#### [PROBLEM STATEMENT]
Answer the following questions using the text about Ayyā Medhānandī Bhikkhunī below.
1. In what year and at which monastery did she receive bhikkhunī ordination?
2. Which community did Sayādaw bless her to join in 1990?
3. What three allies are named in the passage about the dialogue between King Milinda and Venerable Nagasena?

Ayyā Medhānandī Bhikkhunī, is the founder and guiding teacher of Sati Sārāņīya Hermitage, a Canadian forest monastery for women in the Theravāda tradition. The daughter of Eastern European refugees who emigrated to Montreal after World War II, she began a spiritual quest in childhood that led her to India, Burma, England, New Zealand, Malaysia, Taiwan, and finally, back to Canada.
In 1988, at the Yangon Mahasi retreat centre in Burma, Ayyā requested ordination as a bhikkhunī from her teacher, the Venerable Sayādaw U Pandita Mahāthera. This was not yet possible for Theravāda Buddhist women. Instead, Sayādaw granted her ordination as a 10 precept nun on condition that she take her vows for life. Thus began her monastic training in the Burmese tradition. When the borders were closed to foreigners by a military coup, in 1990 Sayādaw blessed her to join the Ajahn Chah Thai Forest Saņgha at Amaravati, UK.
After ten years in their siladhāra community, Ayyā felt called to more seclusion and solitude in New Zealand and SE Asia. In 2007, having waited nearly 20 years, she received bhikkhunī ordination at Ling Quan Chan Monastery in Keelung, Taiwan and returned to her native Canada in 2008, on invitation from the Ottawa Buddhist Society and Toronto Theravāda Buddhist Community, to establish Sati Sārāņīya Hermitage.
Removing our harness to the world, we really detach and make the intention in the mind to stop. Having moved inwardly into this now moment, we pause and secure our internal connection to truth. This work requires our faith, vigilance, sustained attention, care and perseverance. We long for freedom and it will arise, releasing us to roam free in the vast space of the mind – empty and awake. A guided meditation and Dhamma talk.
In a dialogue between King Milinda and Venerable Nagasena, we hear the Buddha’s instruction on mental training and how to apply our allies of mindfulness, restraint and wisdom. Devoted to the training, we can overcome ignorance, take hold of the mind and cut off the defilements just as the barley reaper cuts his barley. Our mission is to lean towards Nibbāna, not believing the self-making stories, and gradually, patiently, wrestle free from ignorance, waking up right in the middle of any storm we may face.
During times of global pandemic, it’s easier to see how deeply connected we are in our vulnerability to disease. Meditating and touching the silent space of the heart, we see how deeply connected we are at all times – connected in dis-ease – in fear, in sorrow, in suffering; and also in our potential for joy. And we discover the well-spring of goodness within us from which that joy arises. A guided meditation and Dhamma reflections.

#### [DATASET EXTRACT]

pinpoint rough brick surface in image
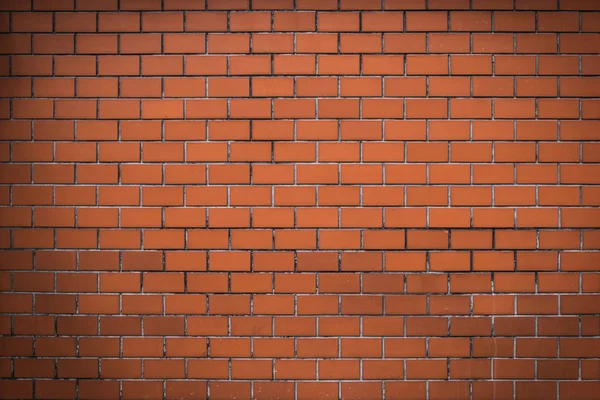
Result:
[0,0,600,400]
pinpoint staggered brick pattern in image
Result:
[0,0,600,400]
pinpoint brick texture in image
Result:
[0,0,600,400]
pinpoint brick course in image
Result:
[0,0,600,400]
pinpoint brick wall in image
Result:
[0,0,600,400]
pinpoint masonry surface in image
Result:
[0,0,600,400]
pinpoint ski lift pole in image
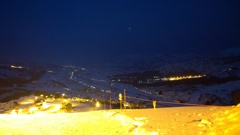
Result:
[118,93,122,110]
[123,89,127,111]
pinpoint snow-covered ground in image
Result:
[0,94,240,135]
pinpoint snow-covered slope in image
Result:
[0,94,240,135]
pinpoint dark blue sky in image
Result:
[0,0,240,64]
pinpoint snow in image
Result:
[0,96,240,135]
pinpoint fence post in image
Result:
[153,101,157,110]
[123,89,127,111]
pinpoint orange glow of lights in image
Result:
[96,102,100,107]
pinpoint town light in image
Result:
[96,102,100,108]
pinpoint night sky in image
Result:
[0,0,240,64]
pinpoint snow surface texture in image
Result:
[0,97,240,135]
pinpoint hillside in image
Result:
[0,95,240,135]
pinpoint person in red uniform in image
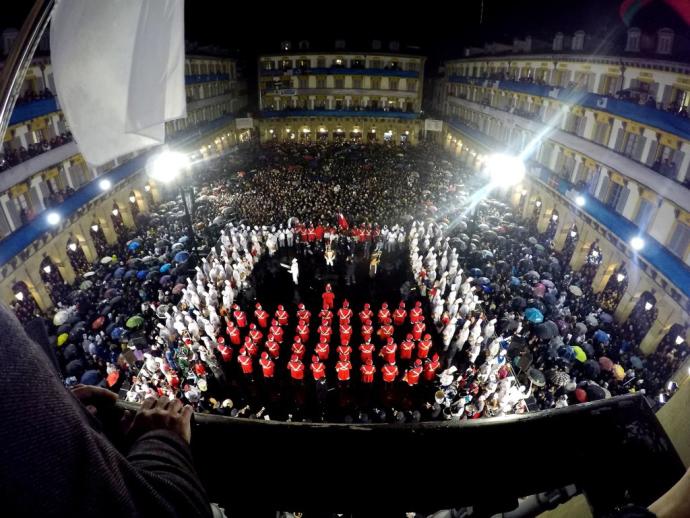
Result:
[296,320,309,344]
[359,303,374,324]
[335,356,352,382]
[400,334,414,360]
[378,302,391,324]
[335,344,352,360]
[314,337,331,362]
[268,320,285,344]
[393,301,407,326]
[254,304,269,329]
[297,304,311,325]
[259,351,275,379]
[266,335,280,360]
[226,322,241,345]
[309,355,326,381]
[417,334,432,360]
[379,319,395,341]
[249,324,264,344]
[237,347,254,376]
[403,360,422,387]
[359,340,376,363]
[410,301,424,324]
[360,320,374,342]
[292,336,306,360]
[359,358,376,383]
[412,319,426,340]
[379,336,398,363]
[275,305,288,326]
[424,353,441,381]
[381,361,398,383]
[317,320,333,342]
[319,306,333,326]
[232,304,247,329]
[338,299,352,326]
[340,322,352,345]
[288,354,304,383]
[321,284,335,309]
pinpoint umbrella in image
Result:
[572,345,587,363]
[568,284,582,297]
[630,356,644,369]
[547,370,570,387]
[612,363,625,381]
[582,360,601,378]
[125,315,144,329]
[527,367,546,387]
[592,329,611,344]
[599,356,613,372]
[53,309,69,326]
[91,316,105,330]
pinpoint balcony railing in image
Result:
[261,67,419,77]
[448,76,690,140]
[447,115,690,298]
[261,108,419,119]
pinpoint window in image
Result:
[667,221,690,259]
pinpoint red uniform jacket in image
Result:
[359,365,376,383]
[259,358,275,378]
[381,364,398,383]
[335,361,352,381]
[237,354,254,374]
[310,362,326,381]
[359,342,376,363]
[288,360,304,380]
[254,309,268,328]
[232,311,247,327]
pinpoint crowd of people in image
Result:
[12,139,688,422]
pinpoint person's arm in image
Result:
[0,306,210,517]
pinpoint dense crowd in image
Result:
[14,139,688,422]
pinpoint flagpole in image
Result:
[0,0,55,142]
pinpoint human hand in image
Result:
[127,396,193,444]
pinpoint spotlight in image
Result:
[149,146,189,183]
[46,212,62,225]
[485,153,525,186]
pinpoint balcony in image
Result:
[261,67,419,77]
[448,76,690,140]
[261,109,419,120]
[184,74,230,85]
[9,97,60,126]
[447,119,690,298]
[451,98,690,211]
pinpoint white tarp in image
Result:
[50,0,187,165]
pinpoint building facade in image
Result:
[258,45,425,143]
[434,29,690,362]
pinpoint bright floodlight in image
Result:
[46,212,62,225]
[486,153,525,186]
[630,236,644,252]
[149,151,189,183]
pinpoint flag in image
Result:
[50,0,186,165]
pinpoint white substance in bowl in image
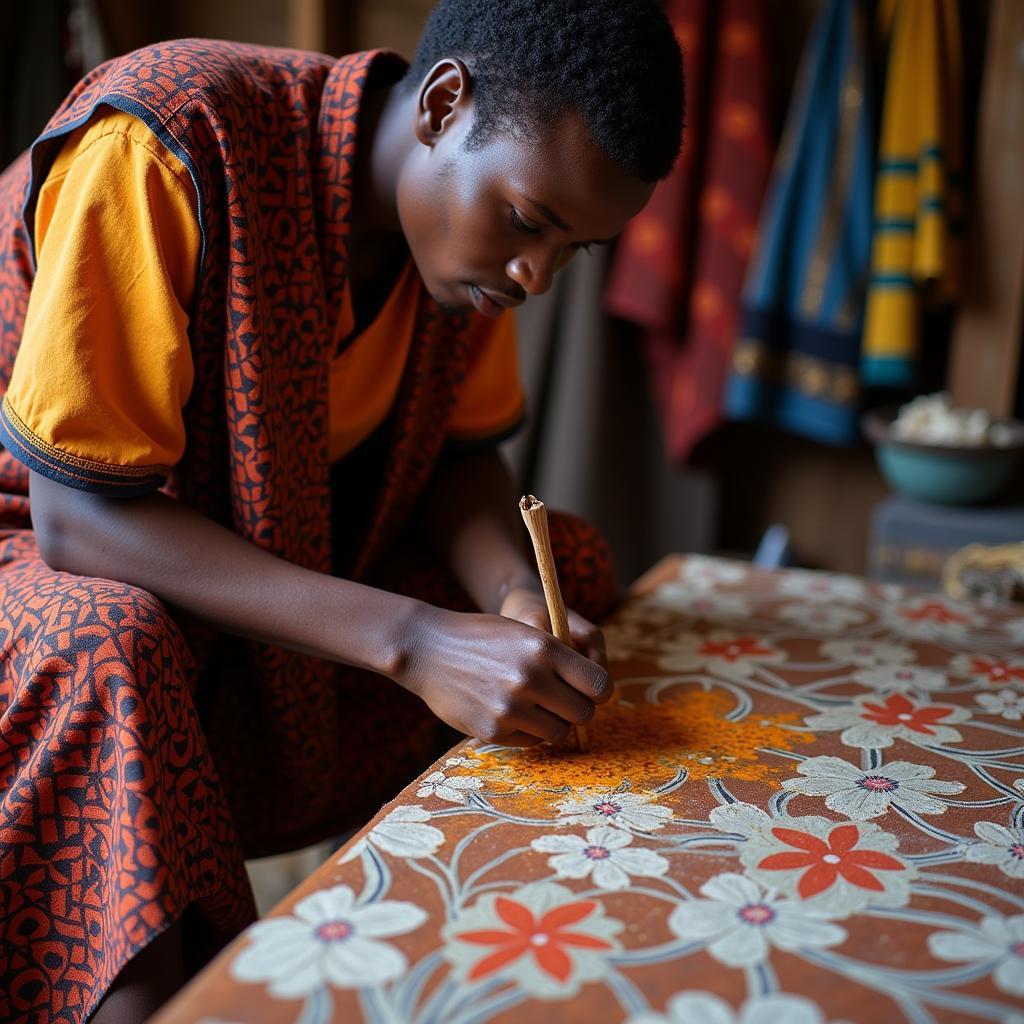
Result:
[892,392,1013,447]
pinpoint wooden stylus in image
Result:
[519,495,590,754]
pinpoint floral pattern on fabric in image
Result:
[157,558,1024,1024]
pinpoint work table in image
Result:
[155,556,1024,1024]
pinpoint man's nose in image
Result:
[505,253,555,295]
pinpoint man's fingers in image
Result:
[538,676,594,725]
[554,644,612,703]
[569,611,608,669]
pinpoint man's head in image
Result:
[397,0,683,313]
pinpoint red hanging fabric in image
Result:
[606,0,772,463]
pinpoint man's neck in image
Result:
[352,85,417,237]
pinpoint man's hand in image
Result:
[394,594,612,746]
[499,588,608,669]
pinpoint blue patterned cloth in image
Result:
[725,0,873,444]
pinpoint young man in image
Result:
[0,0,682,1022]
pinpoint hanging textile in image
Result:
[860,0,964,387]
[607,0,771,462]
[725,0,872,444]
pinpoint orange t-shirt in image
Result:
[5,111,523,485]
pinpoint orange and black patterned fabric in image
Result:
[0,40,613,1024]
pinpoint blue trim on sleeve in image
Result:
[0,400,167,498]
[22,93,206,312]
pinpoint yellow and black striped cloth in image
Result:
[860,0,964,386]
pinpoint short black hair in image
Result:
[406,0,684,181]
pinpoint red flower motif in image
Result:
[860,693,953,736]
[455,896,612,982]
[900,601,971,624]
[758,824,906,899]
[697,637,775,663]
[971,657,1024,686]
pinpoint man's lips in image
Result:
[469,285,523,316]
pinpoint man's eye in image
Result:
[509,206,541,234]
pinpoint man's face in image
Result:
[397,101,653,316]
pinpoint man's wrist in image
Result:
[496,565,544,610]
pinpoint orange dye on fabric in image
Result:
[452,690,814,800]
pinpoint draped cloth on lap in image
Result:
[0,40,613,1024]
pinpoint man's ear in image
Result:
[416,57,470,146]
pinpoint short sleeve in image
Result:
[447,310,525,447]
[0,112,201,496]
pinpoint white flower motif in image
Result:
[646,583,751,620]
[441,882,624,999]
[1002,617,1024,646]
[669,874,846,967]
[416,771,483,804]
[627,992,844,1024]
[230,886,427,999]
[555,790,672,831]
[775,603,867,633]
[338,804,444,864]
[530,825,669,889]
[967,821,1024,879]
[882,595,983,640]
[679,555,749,590]
[852,665,946,693]
[975,690,1024,722]
[711,803,918,918]
[949,654,1024,686]
[820,640,916,669]
[782,757,964,821]
[804,693,971,750]
[657,630,785,682]
[778,569,867,604]
[928,913,1024,995]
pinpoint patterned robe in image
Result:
[0,40,613,1024]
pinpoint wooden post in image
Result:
[947,0,1024,416]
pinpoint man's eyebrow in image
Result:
[519,193,617,246]
[519,193,572,232]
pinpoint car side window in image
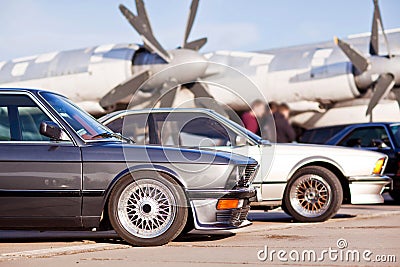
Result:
[339,126,391,148]
[0,106,11,141]
[154,112,236,147]
[0,94,57,141]
[107,114,149,145]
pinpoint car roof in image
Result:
[306,122,400,131]
[0,87,63,96]
[99,108,215,122]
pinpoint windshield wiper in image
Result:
[91,132,136,144]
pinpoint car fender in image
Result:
[104,164,187,202]
[286,156,345,181]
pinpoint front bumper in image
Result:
[187,188,256,230]
[348,175,392,204]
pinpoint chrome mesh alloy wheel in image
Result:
[117,179,176,238]
[290,174,332,218]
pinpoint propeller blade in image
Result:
[366,73,394,116]
[392,88,400,108]
[136,0,154,36]
[185,82,229,118]
[182,0,199,48]
[369,0,391,57]
[334,37,369,72]
[100,70,150,108]
[160,86,180,108]
[184,38,207,51]
[119,4,171,62]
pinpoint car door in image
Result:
[0,92,82,228]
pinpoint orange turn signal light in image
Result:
[372,158,385,174]
[217,199,239,210]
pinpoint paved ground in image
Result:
[0,196,400,267]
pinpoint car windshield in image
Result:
[390,123,400,147]
[41,93,121,141]
[209,112,262,143]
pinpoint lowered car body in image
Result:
[100,109,391,222]
[0,89,258,246]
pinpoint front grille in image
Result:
[239,164,258,186]
[217,200,250,227]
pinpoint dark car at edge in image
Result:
[0,89,258,246]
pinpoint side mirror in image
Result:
[370,139,388,149]
[40,121,70,141]
[235,135,247,146]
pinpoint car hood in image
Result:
[82,142,257,165]
[272,143,386,158]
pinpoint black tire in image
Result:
[108,171,188,246]
[282,166,343,222]
[389,189,400,204]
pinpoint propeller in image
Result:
[335,0,400,116]
[100,0,226,115]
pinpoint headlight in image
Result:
[372,158,386,175]
[226,166,246,189]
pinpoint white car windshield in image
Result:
[390,124,400,146]
[41,92,121,140]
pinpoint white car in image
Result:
[99,108,391,222]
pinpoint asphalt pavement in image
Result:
[0,197,400,267]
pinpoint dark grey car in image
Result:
[0,89,258,246]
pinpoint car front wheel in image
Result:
[283,166,343,222]
[108,171,188,246]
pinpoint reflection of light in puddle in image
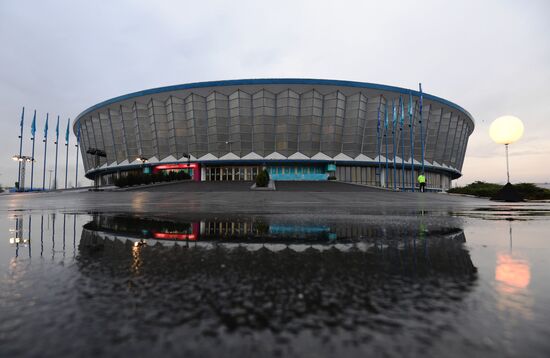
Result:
[495,253,533,319]
[132,242,143,275]
[132,193,145,210]
[495,253,531,293]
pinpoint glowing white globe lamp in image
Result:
[489,116,523,145]
[489,116,523,183]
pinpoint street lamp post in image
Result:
[86,148,107,191]
[489,116,523,183]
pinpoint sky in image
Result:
[0,0,550,187]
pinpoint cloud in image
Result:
[0,0,550,184]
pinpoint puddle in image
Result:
[0,211,550,357]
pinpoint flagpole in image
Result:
[53,115,59,190]
[65,118,71,189]
[397,96,405,191]
[42,113,50,191]
[399,97,405,191]
[74,122,80,188]
[391,99,397,190]
[384,101,388,188]
[30,109,36,191]
[409,92,414,192]
[17,107,25,191]
[418,83,424,175]
[376,95,382,186]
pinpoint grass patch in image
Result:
[448,181,550,200]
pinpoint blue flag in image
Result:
[399,96,405,127]
[376,97,382,134]
[55,116,59,142]
[76,121,80,145]
[31,109,36,138]
[44,113,50,139]
[409,92,412,118]
[65,118,71,144]
[391,99,397,128]
[384,101,388,131]
[19,107,25,129]
[418,83,422,115]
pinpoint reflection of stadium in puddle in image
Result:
[83,214,470,251]
[78,216,477,341]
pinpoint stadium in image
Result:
[73,79,475,190]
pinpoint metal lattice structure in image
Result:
[73,79,474,188]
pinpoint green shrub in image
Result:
[115,171,191,188]
[256,169,269,188]
[448,181,550,200]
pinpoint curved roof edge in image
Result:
[73,78,475,130]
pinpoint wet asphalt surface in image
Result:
[0,183,550,358]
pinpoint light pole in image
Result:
[48,169,53,190]
[12,154,34,191]
[86,148,107,191]
[489,116,523,184]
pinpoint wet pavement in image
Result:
[0,186,550,357]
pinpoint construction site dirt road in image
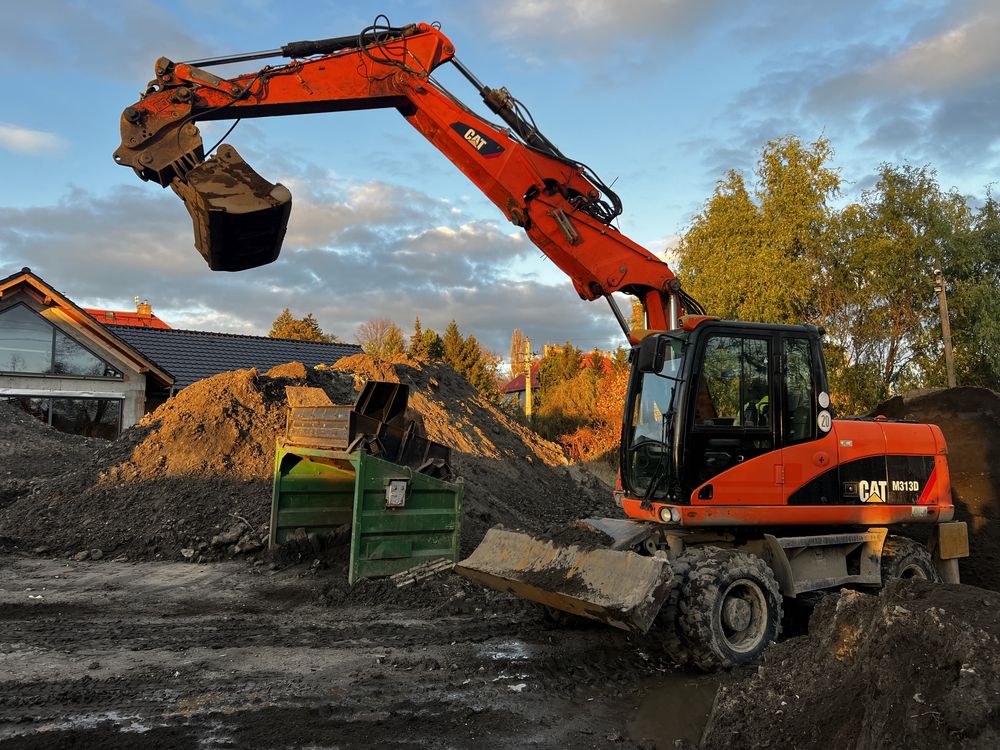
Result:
[0,557,718,750]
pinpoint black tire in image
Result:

#### [TASK RESULT]
1. In 2007, at Ling Quan Chan Monastery in Keelung, Taiwan.
2. The Ajahn Chah Thai Forest Saņgha at Amaravati, UK.
3. Mindfulness, restraint and wisdom.